### TÂCHE BRÈVE
Répondez aux questions suivantes d'après l'extrait sur la composition des montagnes :
1. De quelles matières le sommet des montagnes les plus élevées est-il ordinairement composé ?
2. À quelle distance au-dessous de ce sommet trouve-t-on souvent des matières toutes différentes ?
3. Qui n'a pas trouvé de coquilles sur ces montagnes ?

### EXTRAIT
═══

Les montagnes les plus élevées sont ordinairement composées, au sommet, de roc vif, de granit, de grès et d’autres matières vitrifiables, qui ne contiennent que peu ou point de coquilles. Toutes ces matières se sont formées dans les couches du sable de la mer qui recouvraient le dessus de ces montagnes ; lorsque la mer a laissé à découvert ces sommets de montagnes, les sables ont coulé dans les plaines, où ils ont été entraînés par la chute des eaux des pluies, etc., de sorte qu’il n’est demeuré au-dessus des montagnes que les rochers qui s’étaient formés dans l’intérieur de ces couches de sable. À 200, 300 ou 400 toises plus bas que le sommet de ces montagnes, on trouve souvent des matières toutes différentes de celles du sommet, c’est-à-dire des pierres, des marbres et d’autres matières calcinables, lesquelles sont disposées par couches parallèles, et contiennent toutes des coquilles et d’autres productions marines ; ainsi il n’est pas étonnant que M. de La Condamine n’ait pas trouvé de coquilles sur ces montagnes, surtout s’il les a cherchées dans les lieux les plus élevés et dans les parties de ces montagnes qui sont composées de roc vif, de grès ou de sable vitrifiable ; mais, au-dessous de ces couches de sable et de ces rochers qui font le sommet, il doit y avoir dans les Cordillères, comme dans toutes les autres montagnes, des couches horizontales de pierre, de marbre, de terre, etc., où il se trouvera des coquilles ; car, dans tous les pays du monde où l’on a fait des observations, on en a toujours trouvé dans ces couches.

═══

### MATÉRIEL FOURNI

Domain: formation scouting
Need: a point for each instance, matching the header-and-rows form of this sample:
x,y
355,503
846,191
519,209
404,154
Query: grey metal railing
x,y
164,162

═══

### RÉPONSE COMPLÈTE
1. De roc vif, de granit, de grès et d'autres matières vitrifiables.
2. À 200, 300 ou 400 toises plus bas.
3. M. de La Condamine.